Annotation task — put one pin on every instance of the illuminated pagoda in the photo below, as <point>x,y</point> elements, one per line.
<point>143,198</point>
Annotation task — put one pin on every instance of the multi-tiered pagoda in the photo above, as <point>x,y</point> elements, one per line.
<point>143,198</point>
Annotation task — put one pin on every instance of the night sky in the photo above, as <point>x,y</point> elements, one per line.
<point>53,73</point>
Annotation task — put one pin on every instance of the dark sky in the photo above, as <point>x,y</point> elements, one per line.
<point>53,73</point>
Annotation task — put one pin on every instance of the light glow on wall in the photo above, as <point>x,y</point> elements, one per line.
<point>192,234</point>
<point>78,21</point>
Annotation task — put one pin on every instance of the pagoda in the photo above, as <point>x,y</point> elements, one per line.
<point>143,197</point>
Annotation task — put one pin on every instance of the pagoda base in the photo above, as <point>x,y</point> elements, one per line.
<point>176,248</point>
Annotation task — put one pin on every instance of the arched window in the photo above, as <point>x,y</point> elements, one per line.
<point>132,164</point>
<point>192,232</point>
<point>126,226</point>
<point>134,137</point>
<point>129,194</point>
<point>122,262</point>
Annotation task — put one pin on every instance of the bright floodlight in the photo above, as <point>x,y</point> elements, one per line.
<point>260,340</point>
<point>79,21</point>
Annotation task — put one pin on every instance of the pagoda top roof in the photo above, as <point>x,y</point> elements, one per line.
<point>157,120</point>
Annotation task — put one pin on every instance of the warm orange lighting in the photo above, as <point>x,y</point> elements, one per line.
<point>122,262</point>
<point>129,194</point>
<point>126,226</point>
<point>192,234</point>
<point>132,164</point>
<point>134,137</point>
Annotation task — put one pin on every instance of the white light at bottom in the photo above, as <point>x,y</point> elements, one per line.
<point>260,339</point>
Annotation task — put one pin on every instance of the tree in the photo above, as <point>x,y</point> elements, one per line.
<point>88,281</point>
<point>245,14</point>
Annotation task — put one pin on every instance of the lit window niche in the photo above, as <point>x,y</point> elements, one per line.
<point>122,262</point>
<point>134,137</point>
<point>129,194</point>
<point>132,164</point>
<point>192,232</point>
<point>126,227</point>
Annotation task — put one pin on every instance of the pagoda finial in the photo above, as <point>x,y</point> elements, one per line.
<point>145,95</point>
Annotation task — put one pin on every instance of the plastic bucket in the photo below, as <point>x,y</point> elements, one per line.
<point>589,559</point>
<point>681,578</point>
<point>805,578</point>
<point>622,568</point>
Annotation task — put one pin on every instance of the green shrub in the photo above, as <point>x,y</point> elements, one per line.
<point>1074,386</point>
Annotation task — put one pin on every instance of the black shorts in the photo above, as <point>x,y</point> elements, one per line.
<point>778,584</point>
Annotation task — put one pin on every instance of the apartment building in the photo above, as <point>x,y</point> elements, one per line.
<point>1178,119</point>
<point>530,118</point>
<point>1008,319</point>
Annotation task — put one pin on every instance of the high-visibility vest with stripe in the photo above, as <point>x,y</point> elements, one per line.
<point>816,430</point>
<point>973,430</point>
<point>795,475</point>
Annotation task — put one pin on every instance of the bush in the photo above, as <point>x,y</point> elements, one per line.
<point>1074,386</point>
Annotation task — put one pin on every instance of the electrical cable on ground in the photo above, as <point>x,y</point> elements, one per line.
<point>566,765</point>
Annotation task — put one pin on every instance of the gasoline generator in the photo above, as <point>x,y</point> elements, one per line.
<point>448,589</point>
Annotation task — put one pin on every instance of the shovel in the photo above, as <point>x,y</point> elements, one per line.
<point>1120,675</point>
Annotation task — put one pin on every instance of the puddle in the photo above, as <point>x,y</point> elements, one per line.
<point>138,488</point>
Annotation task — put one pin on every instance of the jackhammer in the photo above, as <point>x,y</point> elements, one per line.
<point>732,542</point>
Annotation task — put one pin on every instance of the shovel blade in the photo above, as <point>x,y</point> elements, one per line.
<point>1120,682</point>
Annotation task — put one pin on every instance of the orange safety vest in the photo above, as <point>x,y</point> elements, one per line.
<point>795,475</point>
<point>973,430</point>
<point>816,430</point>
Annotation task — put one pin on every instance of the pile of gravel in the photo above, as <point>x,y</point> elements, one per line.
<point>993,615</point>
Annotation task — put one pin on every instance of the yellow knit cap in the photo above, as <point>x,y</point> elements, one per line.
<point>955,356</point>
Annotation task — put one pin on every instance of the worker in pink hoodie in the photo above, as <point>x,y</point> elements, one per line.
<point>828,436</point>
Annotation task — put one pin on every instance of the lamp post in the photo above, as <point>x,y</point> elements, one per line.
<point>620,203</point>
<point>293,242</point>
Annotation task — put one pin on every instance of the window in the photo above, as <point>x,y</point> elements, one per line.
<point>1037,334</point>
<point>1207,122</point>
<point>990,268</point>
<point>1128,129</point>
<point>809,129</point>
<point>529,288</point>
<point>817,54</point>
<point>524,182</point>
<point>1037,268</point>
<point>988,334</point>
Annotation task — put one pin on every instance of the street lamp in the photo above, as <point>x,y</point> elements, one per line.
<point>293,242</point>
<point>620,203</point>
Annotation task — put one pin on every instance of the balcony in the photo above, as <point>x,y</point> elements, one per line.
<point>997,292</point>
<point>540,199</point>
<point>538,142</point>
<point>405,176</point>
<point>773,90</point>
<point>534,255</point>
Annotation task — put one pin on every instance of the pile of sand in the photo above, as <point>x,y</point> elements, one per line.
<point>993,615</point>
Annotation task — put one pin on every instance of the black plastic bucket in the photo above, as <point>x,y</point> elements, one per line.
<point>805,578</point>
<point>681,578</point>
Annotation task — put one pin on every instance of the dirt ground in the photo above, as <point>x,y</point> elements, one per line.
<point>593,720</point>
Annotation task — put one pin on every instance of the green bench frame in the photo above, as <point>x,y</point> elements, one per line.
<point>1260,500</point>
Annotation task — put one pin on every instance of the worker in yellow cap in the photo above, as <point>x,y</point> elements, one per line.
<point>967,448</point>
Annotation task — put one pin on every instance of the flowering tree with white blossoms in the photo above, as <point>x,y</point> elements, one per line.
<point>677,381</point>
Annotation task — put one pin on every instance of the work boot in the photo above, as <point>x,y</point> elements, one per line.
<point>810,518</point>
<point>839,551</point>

• What is asked: Rescale the lines above, from the first line through the line with "<point>78,21</point>", by rewriting all of them with the requests included. Multiply every answer coordinate by 1.55 and round each result to a whole number, with halves rounding up.

• Finished task:
Annotation task — put one pin on every instance of the illuminated pagoda in the photo below, as <point>x,y</point> elements, one per line.
<point>222,307</point>
Annotation task — put one pin on every instance of the multi-tiered pagoda in the photo above, as <point>x,y</point> elements, one per line.
<point>222,307</point>
Annotation task — put one pin on every instance of the night sky in the photo above, as <point>x,y</point> elements, one per line.
<point>82,113</point>
Annotation task — put one pin on every instance of the dark sky in the photo above, as <point>x,y</point> elements, one per line.
<point>82,113</point>
Annotation task — put one pin on every instance of the light glow on wall in the photo above, as <point>x,y</point> elements, one per line.
<point>298,363</point>
<point>121,33</point>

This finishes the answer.